Grants Funded

Abstract
Tendon injuries occur frequently in physically active individuals and as a result of trauma, but the clinical outcomes for these injuries can be poor. Even with surgical repair, excessive scar tissue formation can severely limit function. Unlike our understanding of skeletal muscle regeneration, very little is known about the cellular and molecular mechanisms of how tendons heal. Therefore, a greater insight into this process may lead to targeted therapies that could potentially serve as an adjunct to surgery. Tendon healing is orchestrated by fibroblasts, which have a well-described role in synthesizing and remodeling extracellular matrix (ECM) after tissue injury. In many organ systems, epithelial cells contribute to the pool of fibroblasts, which can then regenerate damaged ECM. This sequence of biologic events is known as epithelial-to-mesenchymal transition (EMT). While most tendons are surrounded by sheets of epithelial cells, and these tissue layers could provide a source of fibroblasts to repair injured tendon ECM, the role of EMT in tendon repair has not been previously described. In this proposal, the main objective is to determine if EMT is contributing to the repair of injured tendon and its overall importance in tendon regeneration. Our preliminary data suggest that EMT-related signaling molecules are highly expressed in both the epithelium surrounding tendon as well as at the repair site following an acute tear and repair. Using mice wherein these EMT-related signaling molecules can be deleted only in cells giving rise to tendon fibroblasts, the impact of these factors on tendon regeneration can be investigated by measuring changes in gene expression, histology and tendon mechanics. Additionally, in a series of lineage tracing experiments using transgenic mice, the epithelium surrounding tendon can be labelled with a fluorescent protein to determine if the fibroblasts emerging from it are in fact true descendents of epithelial cells. The proposed studies will greatly expand our knowledge of basic tendon fibroblast biology and there is potential for a real clinical impact on the practice of plastic surgery. Findings from this proposal could lead to future translational studies involving the design of new therapeutics directed at improving tendon healing after surgical repair, and may provide useful cellular markers that can be applied to tissue engineering approaches for the reconstruction of critical tendon defects.

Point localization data
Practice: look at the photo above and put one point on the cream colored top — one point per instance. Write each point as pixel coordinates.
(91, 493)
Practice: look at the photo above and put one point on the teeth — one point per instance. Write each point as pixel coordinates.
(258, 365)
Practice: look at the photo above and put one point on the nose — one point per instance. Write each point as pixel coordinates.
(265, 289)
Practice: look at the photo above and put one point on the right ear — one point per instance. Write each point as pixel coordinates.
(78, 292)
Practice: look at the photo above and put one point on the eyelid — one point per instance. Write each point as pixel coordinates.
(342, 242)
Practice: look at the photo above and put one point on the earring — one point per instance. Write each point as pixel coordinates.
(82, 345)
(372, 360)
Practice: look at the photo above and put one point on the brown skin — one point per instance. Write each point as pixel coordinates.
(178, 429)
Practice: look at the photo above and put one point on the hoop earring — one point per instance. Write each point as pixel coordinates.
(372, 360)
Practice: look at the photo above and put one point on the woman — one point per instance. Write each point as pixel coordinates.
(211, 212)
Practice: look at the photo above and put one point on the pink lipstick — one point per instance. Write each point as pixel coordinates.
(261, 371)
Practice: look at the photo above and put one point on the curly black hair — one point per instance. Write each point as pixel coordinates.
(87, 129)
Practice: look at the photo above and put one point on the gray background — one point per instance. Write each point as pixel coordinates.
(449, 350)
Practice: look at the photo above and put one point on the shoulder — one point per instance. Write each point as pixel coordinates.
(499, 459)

*Exercise instructions*:
a – In the abstract on tendon healing, which cells orchestrate tendon healing?
b – Extend the abstract on tendon healing, picking up after its final sentence.
These lines have no connection to the abstract on tendon healing.

*Results for the exercise*:
a – Fibroblasts.

b –
Biography
A native of Southeastern Michigan, Dr. Sugg completed his undergraduate studies in Chemistry as a Presidential Scholar at Wayne State University. He then earned a medical degree from the Wayne State University School of Medicine. With enthusiasm for complex problem solving, Dr. Sugg entered the Integrated Plastic and Reconstructive Surgery Residency Program at the University of Michigan in July 2007. He spent one year in the Neuromuscular Lab as a postdoctoral fellow investigating ways to provide sensation to prosthetic limbs. More recently, he enrolled into the Program in Biomedical Sciences at the University of Michigan to pursue a PhD degree in Molecular and Integrative Physiology. The focus of his dissertation is on the cellular and molecular mechanisms that regulate tendon growth and regeneration.